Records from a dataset
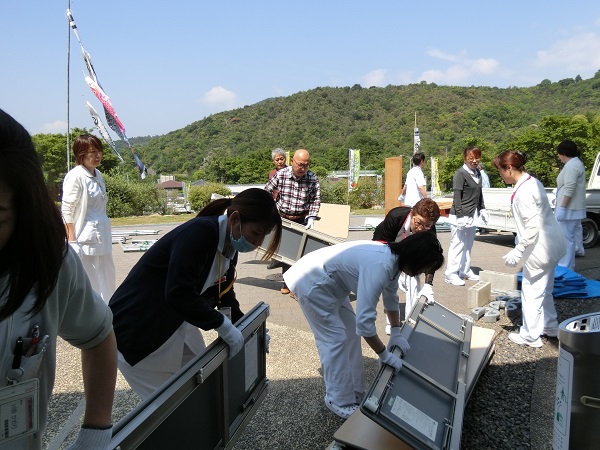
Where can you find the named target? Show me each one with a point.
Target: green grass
(157, 219)
(154, 219)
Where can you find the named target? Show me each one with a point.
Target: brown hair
(83, 144)
(254, 205)
(510, 158)
(428, 209)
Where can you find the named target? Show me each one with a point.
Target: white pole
(68, 71)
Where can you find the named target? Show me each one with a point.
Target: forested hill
(379, 121)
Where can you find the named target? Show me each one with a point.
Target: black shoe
(274, 265)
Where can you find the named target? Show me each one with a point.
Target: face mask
(241, 245)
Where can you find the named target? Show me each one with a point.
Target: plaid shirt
(296, 195)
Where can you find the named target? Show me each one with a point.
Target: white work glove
(397, 339)
(75, 246)
(231, 335)
(427, 291)
(385, 357)
(560, 213)
(267, 339)
(512, 258)
(485, 217)
(462, 222)
(91, 439)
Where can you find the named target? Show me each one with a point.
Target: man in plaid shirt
(299, 195)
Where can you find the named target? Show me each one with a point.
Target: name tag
(19, 408)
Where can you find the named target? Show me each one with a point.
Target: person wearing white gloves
(179, 283)
(322, 281)
(570, 200)
(398, 223)
(299, 197)
(83, 208)
(540, 246)
(45, 292)
(467, 208)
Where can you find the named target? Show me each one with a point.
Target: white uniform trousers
(334, 325)
(579, 249)
(537, 301)
(411, 287)
(569, 228)
(458, 261)
(149, 374)
(100, 269)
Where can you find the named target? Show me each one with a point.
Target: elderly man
(299, 196)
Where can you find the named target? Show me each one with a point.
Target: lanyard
(517, 188)
(228, 288)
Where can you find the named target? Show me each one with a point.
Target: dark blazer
(164, 289)
(388, 229)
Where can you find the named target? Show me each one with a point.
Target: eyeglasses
(301, 165)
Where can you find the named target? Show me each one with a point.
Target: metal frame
(423, 404)
(297, 241)
(208, 403)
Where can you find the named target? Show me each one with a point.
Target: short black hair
(419, 252)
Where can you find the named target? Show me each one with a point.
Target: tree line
(234, 147)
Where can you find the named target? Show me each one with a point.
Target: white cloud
(221, 98)
(375, 78)
(58, 126)
(577, 53)
(462, 69)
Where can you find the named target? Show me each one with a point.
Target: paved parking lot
(293, 415)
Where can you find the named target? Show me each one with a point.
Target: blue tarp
(569, 284)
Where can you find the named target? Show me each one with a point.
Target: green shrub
(199, 196)
(364, 196)
(335, 192)
(133, 198)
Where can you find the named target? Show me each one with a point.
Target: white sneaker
(358, 396)
(454, 279)
(471, 276)
(517, 339)
(552, 332)
(342, 411)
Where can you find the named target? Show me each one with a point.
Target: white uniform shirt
(415, 178)
(571, 183)
(84, 205)
(74, 312)
(367, 268)
(537, 229)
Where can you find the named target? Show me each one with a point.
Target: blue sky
(165, 65)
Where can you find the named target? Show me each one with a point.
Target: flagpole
(68, 89)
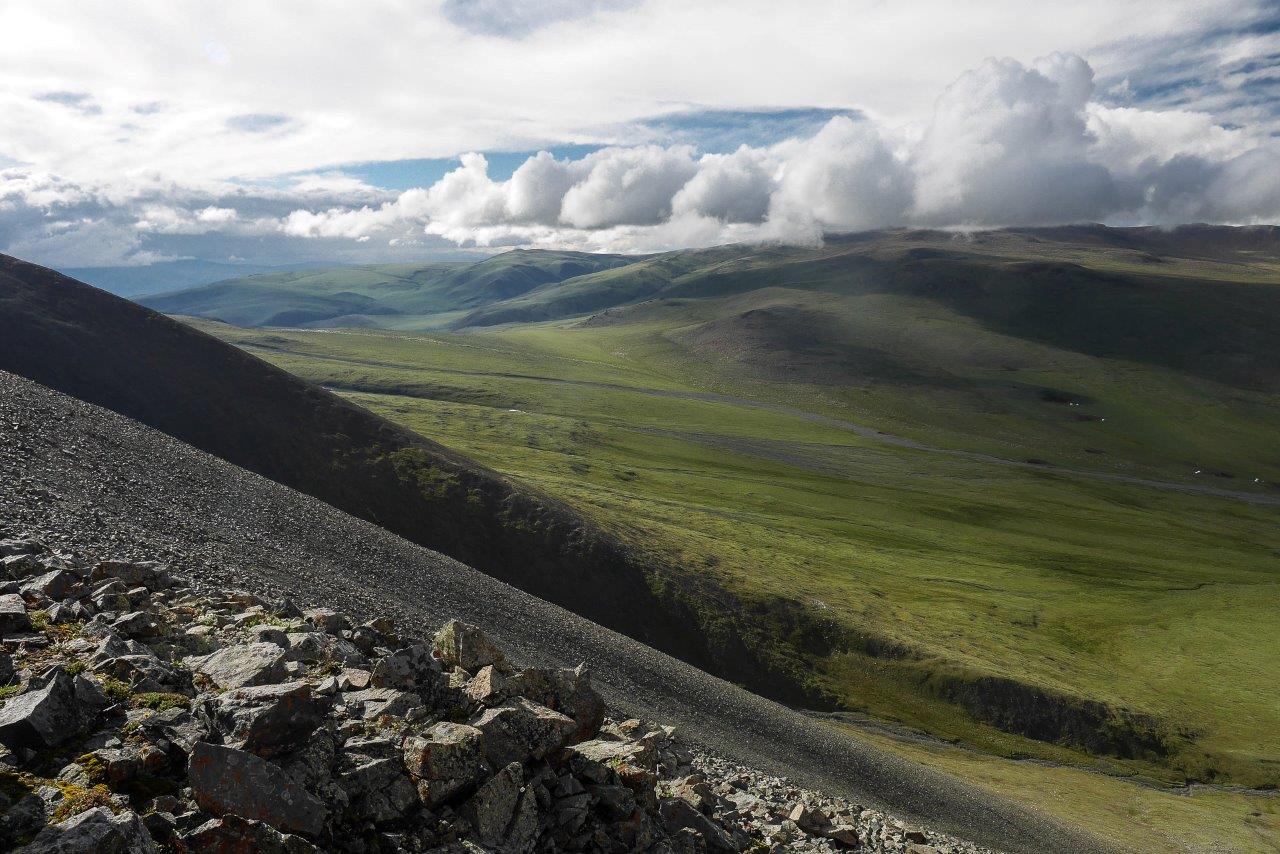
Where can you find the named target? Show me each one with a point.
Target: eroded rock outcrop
(144, 715)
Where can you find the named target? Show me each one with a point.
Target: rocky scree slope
(103, 484)
(146, 715)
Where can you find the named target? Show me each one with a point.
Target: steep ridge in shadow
(101, 482)
(112, 352)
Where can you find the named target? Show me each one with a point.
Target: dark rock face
(259, 663)
(447, 759)
(268, 718)
(44, 717)
(13, 615)
(460, 644)
(95, 831)
(227, 780)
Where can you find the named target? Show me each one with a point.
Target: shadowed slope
(115, 354)
(220, 524)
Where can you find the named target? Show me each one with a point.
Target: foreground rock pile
(142, 715)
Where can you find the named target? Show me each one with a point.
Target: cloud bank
(1005, 144)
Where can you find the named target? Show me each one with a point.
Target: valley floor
(1139, 585)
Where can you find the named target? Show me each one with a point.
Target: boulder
(447, 761)
(137, 624)
(327, 621)
(147, 574)
(810, 821)
(243, 665)
(236, 835)
(410, 668)
(95, 831)
(597, 758)
(225, 780)
(489, 686)
(312, 647)
(568, 692)
(373, 703)
(13, 615)
(460, 644)
(520, 730)
(44, 716)
(494, 804)
(268, 718)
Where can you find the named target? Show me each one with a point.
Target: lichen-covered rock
(42, 717)
(522, 729)
(268, 718)
(493, 807)
(410, 668)
(460, 644)
(378, 786)
(374, 703)
(236, 835)
(13, 615)
(243, 665)
(95, 831)
(447, 761)
(225, 780)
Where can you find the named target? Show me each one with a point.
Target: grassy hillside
(388, 296)
(947, 567)
(1015, 489)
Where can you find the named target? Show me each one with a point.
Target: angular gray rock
(460, 644)
(243, 665)
(44, 716)
(378, 786)
(95, 831)
(522, 729)
(236, 835)
(568, 692)
(268, 718)
(412, 667)
(225, 780)
(13, 615)
(493, 807)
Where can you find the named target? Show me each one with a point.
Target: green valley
(1014, 492)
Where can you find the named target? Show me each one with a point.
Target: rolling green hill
(1014, 491)
(389, 296)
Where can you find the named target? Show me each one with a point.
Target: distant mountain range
(1129, 293)
(172, 275)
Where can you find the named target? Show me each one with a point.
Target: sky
(146, 131)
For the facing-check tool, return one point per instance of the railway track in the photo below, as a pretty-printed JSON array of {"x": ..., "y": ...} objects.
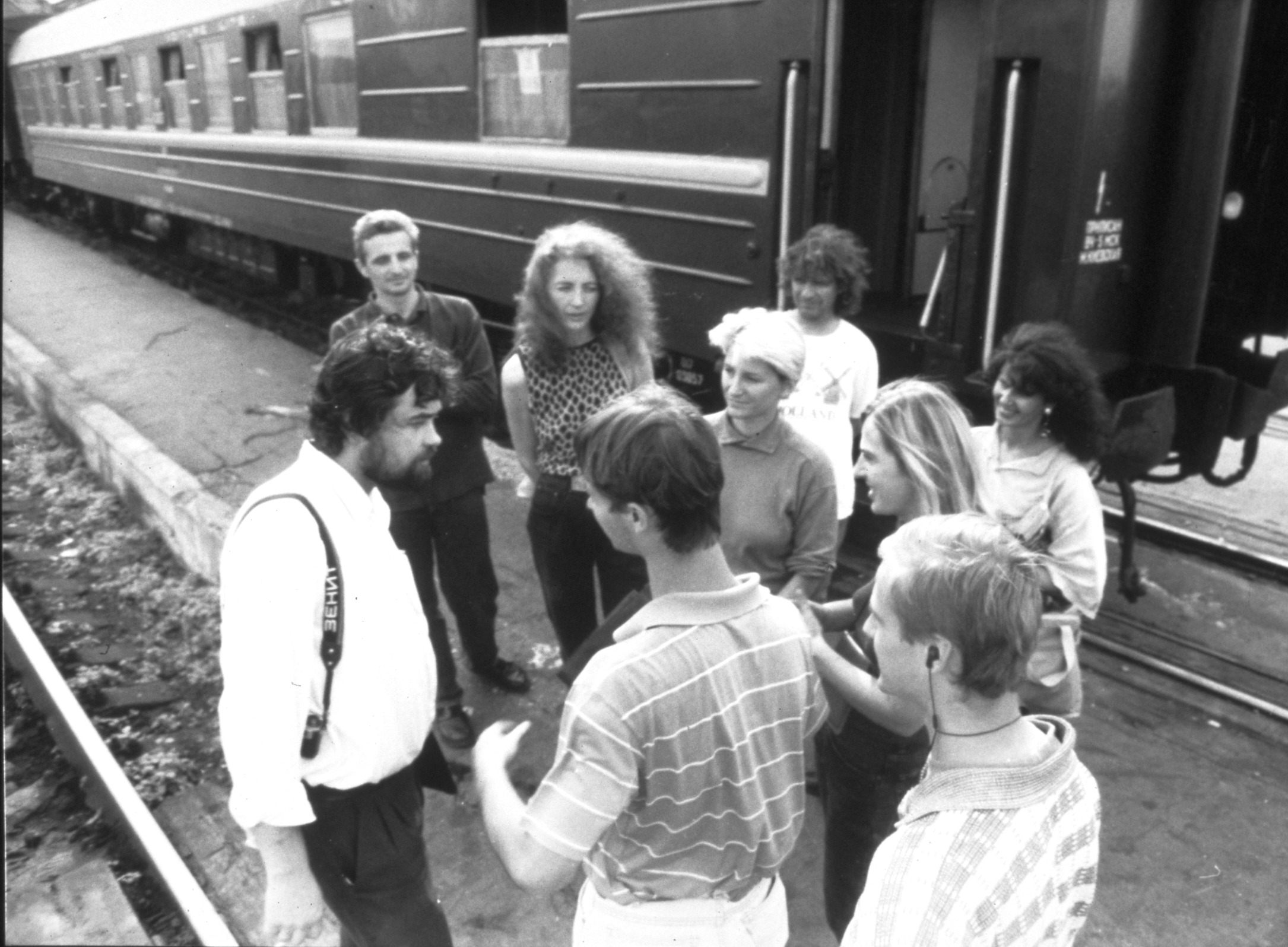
[
  {"x": 1217, "y": 552},
  {"x": 81, "y": 745},
  {"x": 1197, "y": 665}
]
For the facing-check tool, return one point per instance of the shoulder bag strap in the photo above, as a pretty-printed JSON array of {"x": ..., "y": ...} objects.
[{"x": 332, "y": 622}]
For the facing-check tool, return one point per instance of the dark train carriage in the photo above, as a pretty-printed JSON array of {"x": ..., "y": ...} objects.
[
  {"x": 1118, "y": 166},
  {"x": 285, "y": 120}
]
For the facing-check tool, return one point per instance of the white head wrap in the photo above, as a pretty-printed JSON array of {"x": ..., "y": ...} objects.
[{"x": 770, "y": 336}]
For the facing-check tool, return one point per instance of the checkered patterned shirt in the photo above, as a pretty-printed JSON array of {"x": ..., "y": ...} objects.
[
  {"x": 680, "y": 767},
  {"x": 988, "y": 857}
]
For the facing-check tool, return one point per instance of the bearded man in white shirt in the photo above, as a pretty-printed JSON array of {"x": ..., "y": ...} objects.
[{"x": 339, "y": 821}]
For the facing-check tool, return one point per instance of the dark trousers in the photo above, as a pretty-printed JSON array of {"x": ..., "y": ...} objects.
[
  {"x": 569, "y": 549},
  {"x": 458, "y": 531},
  {"x": 367, "y": 853},
  {"x": 861, "y": 785}
]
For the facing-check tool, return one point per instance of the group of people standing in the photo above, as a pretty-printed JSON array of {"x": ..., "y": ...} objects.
[{"x": 935, "y": 696}]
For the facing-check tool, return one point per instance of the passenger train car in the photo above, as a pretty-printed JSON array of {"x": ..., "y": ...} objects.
[{"x": 1118, "y": 166}]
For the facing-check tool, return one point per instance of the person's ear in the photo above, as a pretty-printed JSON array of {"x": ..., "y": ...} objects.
[
  {"x": 638, "y": 516},
  {"x": 940, "y": 654}
]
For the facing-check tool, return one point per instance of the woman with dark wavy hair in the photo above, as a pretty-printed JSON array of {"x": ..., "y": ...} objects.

WHAT YOU HAVE TO DO: Apart from the images, every line above needs to be printed again exactly.

REPLY TO THE TASK:
Where can you find the named target? Show me each one with a point.
Target: green grass
(157, 219)
(154, 219)
Where can you find the named target? Show me each one with a point.
Target: brown hair
(83, 144)
(254, 205)
(510, 158)
(428, 209)
Where can you find the named target? Show me each one with a point.
Target: white pole
(68, 71)
Where can you find the named target? Show me each one with a point.
Target: forested hill
(379, 121)
Where can you find the named target? Show me each one with a point.
Target: black shoe
(274, 265)
Where can you find the named target? Show me each one with a point.
Target: face mask
(241, 245)
Where can you find the named target? Show me each one with a point.
Target: plaid shirt
(296, 195)
Where can you find the named target? Show me each one with a point.
Target: white work glove
(397, 339)
(75, 246)
(231, 335)
(427, 291)
(385, 357)
(560, 213)
(267, 339)
(512, 258)
(485, 217)
(462, 222)
(91, 439)
Where can you find the named target? Show me each one with a point.
Target: man in plaid shirt
(299, 195)
Where can you find the named target? Show me each one with a point.
Target: name tag
(19, 408)
Where can you find the named target? Show me each one with a point.
Target: person wearing white gloves
(179, 283)
(322, 281)
(570, 200)
(398, 223)
(299, 197)
(83, 208)
(540, 246)
(45, 292)
(467, 208)
Where can you find the named target? Show me each one with a point.
Target: white uniform trousers
(334, 325)
(579, 249)
(537, 301)
(411, 287)
(569, 228)
(458, 261)
(149, 374)
(100, 269)
Where can you find the named target? Show me each one with a point.
Target: elderly man
(299, 196)
Where can you find the named target? Show me each one with a point.
Target: lanyard
(517, 188)
(228, 288)
Where can you find the named target? Show me each one with a point.
Target: dark blazer
(164, 289)
(388, 229)
Where can you find the named target? Show me each one with a point.
Target: eyeglasses
(301, 165)
Where can you find the named target? Show me each one with a point.
Target: metal frame
(423, 404)
(297, 241)
(208, 403)
Where can you find the named target? Show me each one with a point.
Target: short black hair
(419, 252)
Where can you find the named target? Show me each one with a point.
Target: tree line
(234, 147)
Where can you find the named target? Show me each one with a point.
Target: white cloud
(221, 98)
(375, 78)
(58, 126)
(577, 53)
(462, 69)
Where can you find the named target? Show me each one with a point.
Target: paved parking lot
(293, 415)
Where can you find the named target? Show me each one with a point.
Target: blue tarp
(569, 284)
Where can you find the named target? Show me each one with a point.
Target: green shrub
(199, 196)
(364, 196)
(335, 192)
(133, 198)
Where can you find the named target? Show me each one with a point.
Target: white sneaker
(358, 396)
(454, 279)
(471, 276)
(517, 339)
(552, 332)
(342, 411)
Where can you find the named target? Show me each one with a point.
Target: white uniform shirt
(415, 178)
(571, 183)
(84, 205)
(74, 312)
(367, 268)
(537, 229)
Where can you find the named target? Show me each one with a point.
Target: blue sky
(165, 65)
Where can you find the named target? Show me each one with a point.
Target: flagpole
(68, 89)
Where can you find the named target? Show me each one with a point.
Target: eroded rock outcrop
(144, 715)
Where can you find the named target? Show me each one with a point.
Target: rocky scree slope
(103, 484)
(146, 715)
Where can you find the named target? Show me each one with a point.
Target: steep ridge in shadow
(101, 482)
(112, 352)
Where can you find the named target? Show me each one with a point.
Target: dark rock face
(259, 663)
(447, 759)
(268, 718)
(44, 717)
(13, 615)
(460, 644)
(95, 831)
(227, 780)
Where can you find the named target? Show me each one with a point.
Target: shadowed slope
(115, 354)
(220, 524)
Where can you find the named target? Show me each one with a point.
Target: foreground rock pile
(142, 715)
Where can you find the named target? Show me each one with a point.
Target: cloud bank
(1005, 144)
Where can you find the named target? Show me each one with a point.
Target: valley floor
(1139, 585)
Where can you find the named target? Show me each one with a point.
Target: boulder
(447, 761)
(137, 624)
(327, 621)
(147, 574)
(810, 821)
(243, 665)
(236, 835)
(410, 668)
(95, 831)
(597, 758)
(225, 780)
(489, 686)
(312, 647)
(568, 692)
(373, 703)
(13, 615)
(460, 644)
(520, 730)
(44, 716)
(494, 804)
(268, 718)
Where can you find the named target? Show me each one with a point.
Target: lichen-covered rock
(42, 717)
(522, 729)
(268, 718)
(493, 807)
(410, 668)
(460, 644)
(378, 786)
(374, 703)
(236, 835)
(13, 615)
(243, 665)
(95, 831)
(447, 761)
(225, 780)
Where can you find the named target? Show me each one with a point.
Target: grassy hillside
(388, 296)
(947, 567)
(1015, 489)
Where can you find the named target? Show me each one with a point.
Target: angular gray rock
(460, 644)
(243, 665)
(44, 716)
(378, 786)
(95, 831)
(522, 729)
(236, 835)
(568, 692)
(268, 718)
(412, 667)
(225, 780)
(13, 615)
(493, 807)
Where can you find the named target? Show me each one with a point.
Target: green valley
(1014, 492)
Where can you find the named target? Show me each one with a point.
Target: rolling green hill
(1014, 491)
(389, 296)
Where can you find the named target? Show me each one with a point.
Target: distant mountain range
(1129, 293)
(172, 275)
Where can you find the named target? Show me each one with a point.
Target: sky
(146, 131)
For the facing-check tool, return one point per instance of the railway track in the photo below, as a pretty-printed JSON array of {"x": ..., "y": ...} objects.
[
  {"x": 1217, "y": 552},
  {"x": 81, "y": 745},
  {"x": 1197, "y": 665}
]
For the facing-check tool, return one point per instance of the shoulder bag strap in the photo above, as a pretty-printed JSON array of {"x": ..., "y": ...} objects.
[{"x": 332, "y": 622}]
For the facing-check tool, return one point per instance of the dark train carriage in the photo above, as a pretty-printed JSON array of {"x": ..., "y": ...} objects.
[
  {"x": 1118, "y": 166},
  {"x": 285, "y": 120}
]
For the facing-check tool, return one point per instance of the white head wrap in the photo above, as a pretty-printed JSON array of {"x": ..., "y": ...} objects.
[{"x": 770, "y": 336}]
For the facing-check tool, return one point per instance of the checkered patterned shirt in the photo above, as a pretty-printed JSON array of {"x": ..., "y": ...} objects.
[
  {"x": 680, "y": 767},
  {"x": 988, "y": 857}
]
For the facing-check tool, return one point per instance of the bearded man in white shirt in the photo above, as a pretty-printed JSON array of {"x": ..., "y": ...} objects.
[{"x": 339, "y": 821}]
For the facing-check tool, return one point per instance of the dark trousers in the photo above, as a pretty-printed JSON array of {"x": ..., "y": ...} objects.
[
  {"x": 569, "y": 549},
  {"x": 458, "y": 531},
  {"x": 367, "y": 853},
  {"x": 861, "y": 785}
]
For the facing-check tool, return one point per instance of the group of people standing in the photo above, as a pretty-printed JSON array of {"x": ..., "y": ...} objects.
[{"x": 935, "y": 696}]
For the facing-check tool, return one point per instance of the passenger train car in the photo above, as a pretty-printed JSON array of {"x": ..., "y": ...} objects.
[{"x": 1118, "y": 166}]
For the facing-check tool, return one point per instance of the person's ear in the photo above, as a pretty-printed JSON array of {"x": ..., "y": ...} objects.
[
  {"x": 638, "y": 516},
  {"x": 940, "y": 654}
]
For the facing-check tool, return one point per instance of the woman with dark wavy hair in the photo above, as a pretty-printed JSON array of {"x": ..., "y": ...} objects.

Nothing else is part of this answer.